(Dataset rows on where objects appear)
## Begin

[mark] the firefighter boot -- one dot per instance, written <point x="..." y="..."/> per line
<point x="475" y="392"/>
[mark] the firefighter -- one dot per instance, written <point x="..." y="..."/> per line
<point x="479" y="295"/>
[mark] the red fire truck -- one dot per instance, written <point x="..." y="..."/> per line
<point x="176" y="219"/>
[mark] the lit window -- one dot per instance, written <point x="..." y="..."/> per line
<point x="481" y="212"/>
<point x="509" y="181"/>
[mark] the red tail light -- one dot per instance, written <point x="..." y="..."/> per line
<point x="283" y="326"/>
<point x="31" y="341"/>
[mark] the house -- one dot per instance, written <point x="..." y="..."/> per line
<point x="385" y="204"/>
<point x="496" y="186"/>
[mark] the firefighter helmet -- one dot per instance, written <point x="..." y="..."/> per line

## End

Your instructions:
Could you rewrite the listing, switching "one dot per instance" to "one point per instance" wherever it occurs and leaving everything else as is?

The output:
[mark] the firefighter boot -- one point per instance, written <point x="..." y="..."/> per line
<point x="475" y="392"/>
[mark] the firefighter -- one point per instance, written <point x="..." y="..."/> per line
<point x="479" y="295"/>
[mark] the red fire truck -- one point per instance, written <point x="..." y="..."/> per line
<point x="176" y="219"/>
[mark] the lit window -- one point per instance, written <point x="..." y="..."/> per line
<point x="481" y="212"/>
<point x="509" y="181"/>
[mark] the red tail light -- one point per instance, written <point x="..." y="..."/> per line
<point x="283" y="326"/>
<point x="31" y="341"/>
[mark] the house -- one point per instance, written <point x="..." y="..."/> per line
<point x="385" y="204"/>
<point x="496" y="186"/>
[mark] the firefighter helmet -- one point per instance, written <point x="..." y="..."/> per line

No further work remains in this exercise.